TASK GOAL: Convert all the rows below into a two-column CSV with the headers "prompt" and "points", one line per row. Put each row's text under "prompt" and its answer under "points", enclosing both fields in quotes and replacing any line breaks with spaces.

SUPPLIED DATA:

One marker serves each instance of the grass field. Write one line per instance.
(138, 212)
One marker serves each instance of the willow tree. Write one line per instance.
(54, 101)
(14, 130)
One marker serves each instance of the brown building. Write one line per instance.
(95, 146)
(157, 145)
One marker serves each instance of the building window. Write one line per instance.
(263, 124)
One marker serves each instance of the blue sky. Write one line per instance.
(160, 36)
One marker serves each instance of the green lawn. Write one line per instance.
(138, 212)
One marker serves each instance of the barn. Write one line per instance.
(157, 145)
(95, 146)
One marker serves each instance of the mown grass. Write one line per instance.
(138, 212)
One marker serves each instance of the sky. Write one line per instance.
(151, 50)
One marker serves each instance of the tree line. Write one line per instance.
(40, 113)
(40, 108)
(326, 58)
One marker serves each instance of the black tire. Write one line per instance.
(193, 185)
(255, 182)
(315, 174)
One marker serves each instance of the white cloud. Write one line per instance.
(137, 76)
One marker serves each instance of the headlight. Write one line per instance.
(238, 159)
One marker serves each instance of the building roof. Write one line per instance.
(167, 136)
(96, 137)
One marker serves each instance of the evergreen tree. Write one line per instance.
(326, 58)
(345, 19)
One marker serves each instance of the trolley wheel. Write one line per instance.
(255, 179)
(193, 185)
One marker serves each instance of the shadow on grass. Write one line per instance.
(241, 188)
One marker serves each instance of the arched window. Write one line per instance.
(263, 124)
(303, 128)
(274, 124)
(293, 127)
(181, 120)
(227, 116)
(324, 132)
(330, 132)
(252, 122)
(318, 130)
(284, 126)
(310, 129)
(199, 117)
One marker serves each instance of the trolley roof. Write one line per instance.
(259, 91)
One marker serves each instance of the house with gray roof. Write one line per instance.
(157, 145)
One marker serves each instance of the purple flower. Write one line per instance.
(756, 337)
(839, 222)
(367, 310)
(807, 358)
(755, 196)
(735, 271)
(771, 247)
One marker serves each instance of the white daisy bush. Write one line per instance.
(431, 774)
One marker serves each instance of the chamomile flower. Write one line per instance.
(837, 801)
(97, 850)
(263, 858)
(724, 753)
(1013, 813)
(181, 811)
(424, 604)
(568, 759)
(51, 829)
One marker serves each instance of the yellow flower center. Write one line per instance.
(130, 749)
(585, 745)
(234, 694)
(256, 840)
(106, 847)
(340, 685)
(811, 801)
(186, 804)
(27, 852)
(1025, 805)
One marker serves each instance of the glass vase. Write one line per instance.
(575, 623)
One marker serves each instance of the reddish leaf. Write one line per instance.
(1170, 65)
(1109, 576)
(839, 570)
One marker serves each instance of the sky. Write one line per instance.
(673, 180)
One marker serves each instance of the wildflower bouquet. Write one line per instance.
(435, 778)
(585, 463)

TASK RESULT:
prompt,points
"One marker serves each instance of the grass field. Write one line per instance.","(138, 212)"
"One marker serves each instance of the willow tree. Write one line per instance.","(54, 101) (14, 130)"
"One marker serves each instance of the brown building. Write one line per instance.","(95, 146) (157, 145)"
"One marker serves each instance of the building window. Write one line per instance.","(263, 124)"
"One marker serves each instance of the blue sky. Write one line per instance.","(160, 36)"
"One marker serves each instance of the green lawn. Write one line per instance.","(138, 212)"
"One marker serves each instance of the barn. Write one line per instance.","(157, 145) (95, 146)"
"One marker serves each instance of the mown grass. Write one line per instance.","(138, 212)"
"One marker serves each instance of the sky. Write one line per instance.","(151, 50)"
"One marker serves each instance of the tree line. Write one line per instance.","(40, 113) (40, 108) (326, 58)"
"One marker serves each instance of the black tire. Write one line per instance.","(193, 185) (255, 182) (315, 174)"
"One marker serves each instance of the white cloud. Write one line per instance.","(137, 76)"
"One marker serves each instance of the headlight. Write one line per instance.","(238, 159)"
"One marker serves each instance of the building roof. Write one line per instance.","(167, 136) (96, 137)"
"One marker serves each instance of the evergreen tree. Write one line per instance.","(326, 58) (345, 19)"
"One marker serves each instance of the trolley wheel. Write one line per instance.","(255, 179) (193, 185)"
"One marker serves each instance of the shadow on grass. Write one line per instance.","(241, 188)"
"One marker serves each instance of the arched window. Write one line per instance.","(263, 124) (303, 128) (274, 124) (293, 127) (181, 120) (227, 116) (324, 132) (330, 132) (252, 122) (318, 130) (284, 126) (310, 129) (199, 117)"
"One marker serves each instance of the trolley roof. Write one line per instance.","(259, 91)"
"One marker serves each instance of the house with gray roof. Write one line per instance.","(157, 145)"
"One marker serves each instance of the purple flower. Write one line per instance.","(756, 337) (839, 222) (367, 310) (807, 358) (755, 196) (735, 271) (771, 247)"
"One marker serves each instance of the white daisy bush. Write one line per instance.","(431, 774)"
"One marker serves each instance of the chamomile flower. Write one line per instance.","(837, 801) (97, 850) (263, 858) (724, 753) (1013, 813) (181, 811) (424, 604) (568, 759) (51, 829)"
"One marker serves each instance of the yellow flower center. Write one line per instance.","(130, 749) (585, 745) (234, 694) (256, 840) (106, 847) (340, 685) (811, 801) (186, 804) (27, 852) (1025, 805)"
"One marker serves each instance of the glass vase. Write one line per instance.","(575, 623)"
"One marker serves each instance of the reddish leaf. Write one line per instance.","(1170, 65) (1109, 576) (839, 570)"
"One marker serves each instance of the sky. Write one line per instance.","(673, 180)"
"One marker serves each instance of the wildflower bouquet. Write one line per instance.","(435, 778) (585, 463)"